Until recently, most investors were after higher incomes. But now they are more inclined to protect their money from depreciation. There are several methods not only to protect your funds, but to gain a good profit in the meanwhile.

Investments and deposits – as simple as that

Bank deposits are most popular. This is a simple and safe option. Nowadays in Europe, the euro rates do not exceed inflation. So, the average offer for the contribution is 1-2%, which is generally comparable to the level of annual inflation. Thus, bank deposits are a safe, though not so very profitable way to protect your funds against inflation. And you need to keep in mind that the deposit insurance system does not guarantee the entire deposit payoff.

The inextinguishable allure of precious metals

Another common method is purchasing gold and other precious metals. As they say, ‘gold is good because it likes bad news,’ and when all assets plunge, it grows in value. In fact, gold is very much the safety asset. You can invest in it in two ways: open an unallocated bullion account (UBA) or purchase actual ingots, jewelry and bullion coins. The drawback of this investment is that to get a decent income, you need to ‘buy into the gold’ for a long period time, like 5-7 years.

The housing problem

Often, real estate is used as a protection against inflation. After all, the cost of rent and a square meter will increase along with the consumer cost. But the property owners forget about the growing taxes on real estate, the risks of investing in the objects under construction and other unpleasant moments.

Other people's money is not a panacea

Many believe that the purchase of foreign currency can protect them against inflationary pressures. This instrument should be used wisely, since no expert will be able to give an accurate forecast on the currency markets behavior. And instead of an expected income, the investor may face a significant loss.

[Collection entries]
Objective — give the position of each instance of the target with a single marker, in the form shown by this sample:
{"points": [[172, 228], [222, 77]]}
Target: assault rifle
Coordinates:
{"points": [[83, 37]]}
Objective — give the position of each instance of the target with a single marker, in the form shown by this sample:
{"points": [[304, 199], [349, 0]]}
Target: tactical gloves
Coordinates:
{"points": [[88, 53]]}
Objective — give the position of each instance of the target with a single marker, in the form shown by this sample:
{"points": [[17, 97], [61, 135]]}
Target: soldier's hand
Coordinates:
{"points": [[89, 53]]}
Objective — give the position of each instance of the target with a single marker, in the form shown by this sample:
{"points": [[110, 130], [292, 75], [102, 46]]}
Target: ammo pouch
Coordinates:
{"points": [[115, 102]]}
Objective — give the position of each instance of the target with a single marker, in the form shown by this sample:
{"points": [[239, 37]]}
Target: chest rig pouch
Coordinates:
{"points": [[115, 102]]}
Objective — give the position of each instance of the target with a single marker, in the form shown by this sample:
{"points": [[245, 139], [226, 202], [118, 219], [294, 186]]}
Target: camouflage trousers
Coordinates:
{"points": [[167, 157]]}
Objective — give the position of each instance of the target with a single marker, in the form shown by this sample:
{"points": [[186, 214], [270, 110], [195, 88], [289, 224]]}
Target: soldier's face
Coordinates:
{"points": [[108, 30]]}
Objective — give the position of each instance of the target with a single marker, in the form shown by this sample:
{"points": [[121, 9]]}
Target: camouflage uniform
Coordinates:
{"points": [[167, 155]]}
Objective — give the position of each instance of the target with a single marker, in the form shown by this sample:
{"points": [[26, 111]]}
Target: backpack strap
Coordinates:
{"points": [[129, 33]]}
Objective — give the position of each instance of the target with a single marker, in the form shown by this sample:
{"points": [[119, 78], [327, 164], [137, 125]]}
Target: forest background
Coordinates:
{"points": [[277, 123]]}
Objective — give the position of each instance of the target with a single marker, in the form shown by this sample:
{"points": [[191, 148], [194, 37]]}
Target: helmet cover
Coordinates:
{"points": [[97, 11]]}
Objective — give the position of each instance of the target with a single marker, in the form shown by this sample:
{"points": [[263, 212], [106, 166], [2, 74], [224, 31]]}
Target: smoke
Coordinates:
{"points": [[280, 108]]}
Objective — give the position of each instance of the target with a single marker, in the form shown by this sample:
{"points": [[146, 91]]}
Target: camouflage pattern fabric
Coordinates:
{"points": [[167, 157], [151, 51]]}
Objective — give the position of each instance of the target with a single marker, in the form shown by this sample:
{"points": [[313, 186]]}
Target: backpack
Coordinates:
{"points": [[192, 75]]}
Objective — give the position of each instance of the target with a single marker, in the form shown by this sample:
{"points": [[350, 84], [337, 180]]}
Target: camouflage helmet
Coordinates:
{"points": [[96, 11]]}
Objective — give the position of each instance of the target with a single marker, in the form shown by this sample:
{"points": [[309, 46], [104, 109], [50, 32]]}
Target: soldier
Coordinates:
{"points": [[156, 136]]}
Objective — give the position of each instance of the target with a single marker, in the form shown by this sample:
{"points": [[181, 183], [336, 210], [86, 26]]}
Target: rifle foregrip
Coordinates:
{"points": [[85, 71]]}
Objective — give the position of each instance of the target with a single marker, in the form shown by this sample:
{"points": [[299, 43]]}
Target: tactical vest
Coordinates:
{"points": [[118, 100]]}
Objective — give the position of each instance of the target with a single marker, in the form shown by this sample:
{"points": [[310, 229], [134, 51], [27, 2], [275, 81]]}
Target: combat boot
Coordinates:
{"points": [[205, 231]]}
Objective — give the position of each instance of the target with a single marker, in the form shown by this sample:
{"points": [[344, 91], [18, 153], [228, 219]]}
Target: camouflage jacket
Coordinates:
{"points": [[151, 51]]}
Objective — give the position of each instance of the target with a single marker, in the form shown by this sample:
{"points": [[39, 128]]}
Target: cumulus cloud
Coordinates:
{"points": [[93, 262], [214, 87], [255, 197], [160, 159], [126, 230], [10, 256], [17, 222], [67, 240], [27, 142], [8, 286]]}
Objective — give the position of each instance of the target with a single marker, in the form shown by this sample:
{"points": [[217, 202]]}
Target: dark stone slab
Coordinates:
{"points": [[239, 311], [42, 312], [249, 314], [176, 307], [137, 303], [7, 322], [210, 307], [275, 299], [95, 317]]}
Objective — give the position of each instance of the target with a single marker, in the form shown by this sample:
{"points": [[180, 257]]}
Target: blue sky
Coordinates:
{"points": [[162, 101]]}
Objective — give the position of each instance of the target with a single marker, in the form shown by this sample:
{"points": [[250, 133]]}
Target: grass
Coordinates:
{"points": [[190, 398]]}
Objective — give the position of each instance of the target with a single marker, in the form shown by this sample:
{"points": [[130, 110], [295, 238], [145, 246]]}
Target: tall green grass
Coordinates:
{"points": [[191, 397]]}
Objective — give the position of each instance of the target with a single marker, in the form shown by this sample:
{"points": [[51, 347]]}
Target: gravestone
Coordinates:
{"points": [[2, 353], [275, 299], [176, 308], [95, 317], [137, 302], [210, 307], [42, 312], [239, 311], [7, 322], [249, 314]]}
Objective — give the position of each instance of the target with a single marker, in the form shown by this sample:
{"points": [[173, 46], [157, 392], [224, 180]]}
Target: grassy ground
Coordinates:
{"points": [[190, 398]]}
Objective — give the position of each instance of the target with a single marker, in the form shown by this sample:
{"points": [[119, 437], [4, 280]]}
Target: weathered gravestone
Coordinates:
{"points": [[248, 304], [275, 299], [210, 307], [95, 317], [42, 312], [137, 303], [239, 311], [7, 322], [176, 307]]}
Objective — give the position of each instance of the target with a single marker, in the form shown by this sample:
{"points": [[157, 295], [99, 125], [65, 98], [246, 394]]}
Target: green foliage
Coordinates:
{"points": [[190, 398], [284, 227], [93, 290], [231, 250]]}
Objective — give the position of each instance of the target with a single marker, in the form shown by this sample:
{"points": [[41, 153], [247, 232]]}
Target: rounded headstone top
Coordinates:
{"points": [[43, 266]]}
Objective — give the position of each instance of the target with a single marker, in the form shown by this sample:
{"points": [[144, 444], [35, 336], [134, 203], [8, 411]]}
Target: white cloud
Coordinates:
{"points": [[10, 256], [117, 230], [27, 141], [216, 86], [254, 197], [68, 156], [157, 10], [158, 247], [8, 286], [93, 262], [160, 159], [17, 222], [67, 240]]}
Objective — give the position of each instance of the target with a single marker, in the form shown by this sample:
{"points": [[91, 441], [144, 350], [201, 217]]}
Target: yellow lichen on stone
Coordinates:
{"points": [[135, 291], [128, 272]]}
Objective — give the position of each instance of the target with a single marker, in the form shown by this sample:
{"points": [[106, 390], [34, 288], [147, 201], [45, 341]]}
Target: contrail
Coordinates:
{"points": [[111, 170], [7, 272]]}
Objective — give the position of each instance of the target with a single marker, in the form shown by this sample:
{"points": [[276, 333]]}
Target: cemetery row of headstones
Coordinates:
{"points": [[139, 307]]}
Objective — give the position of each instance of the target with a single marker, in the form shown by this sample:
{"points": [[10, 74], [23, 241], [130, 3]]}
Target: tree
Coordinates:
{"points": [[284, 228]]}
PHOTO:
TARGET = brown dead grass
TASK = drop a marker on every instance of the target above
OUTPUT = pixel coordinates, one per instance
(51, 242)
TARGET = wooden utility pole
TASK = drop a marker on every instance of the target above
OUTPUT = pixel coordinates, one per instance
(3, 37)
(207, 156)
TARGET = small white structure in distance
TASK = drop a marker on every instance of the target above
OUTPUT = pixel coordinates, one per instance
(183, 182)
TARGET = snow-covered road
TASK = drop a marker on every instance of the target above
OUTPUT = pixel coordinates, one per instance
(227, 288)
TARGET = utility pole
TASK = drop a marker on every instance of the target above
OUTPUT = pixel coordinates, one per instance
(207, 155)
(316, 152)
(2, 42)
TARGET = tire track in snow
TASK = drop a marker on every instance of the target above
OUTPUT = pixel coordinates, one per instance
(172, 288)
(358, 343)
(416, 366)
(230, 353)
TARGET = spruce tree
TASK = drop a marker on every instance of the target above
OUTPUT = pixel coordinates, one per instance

• **Work instructions**
1) In the article on protecting money from inflation, how long does one need to hold gold to get a decent income?
2) Continue the article on protecting money from inflation from the point where it stops.
These rows are separate material, apart from the article on protecting money from inflation.

• **Written answers**
1) A long period, like 5-7 years.

2)
Contemporary ways of saving: funds, stocks, bonds

And there are also equity instruments. This method is suitable for those who are willing to risk their own funds. For example, you can purchase ETF (Excange Trade Funds). These make it possible to make money on investing in various assets, in stocks, bonds, precious metals, currencies, etc. Moreover, the investor does not need to analyse the stock market, the management company will do it for him.

Those ‘advanced’ in financial issues can independently purchase some blue chips or reliable government bonds. This can be done in the comfort of one's home via our online market Freedom24.com or the trading platform Freedom24.

It is necessary to prepare befohand: analyze the market, see which companies are in the trend and which sector is likely to show rising in a certain period. For example, it could be the leading companies in the country or the rapidly growing IT sector. By the way, it is the same as with gold and real estate - buying securities should not be short-term. If the goal is to protect the funds against speculation, that is. In the process, you must ‘go into’ the shares for a period of at least 1-2 years. In this case, the premium may be significant (not only in the form of dividends, but also in the form of capitalization growth of the company itself). Right now on the online market Freedom24.com you can invest in shares of European, American and Asian companies: Apple, Google, Facebook, Tata and other global giants.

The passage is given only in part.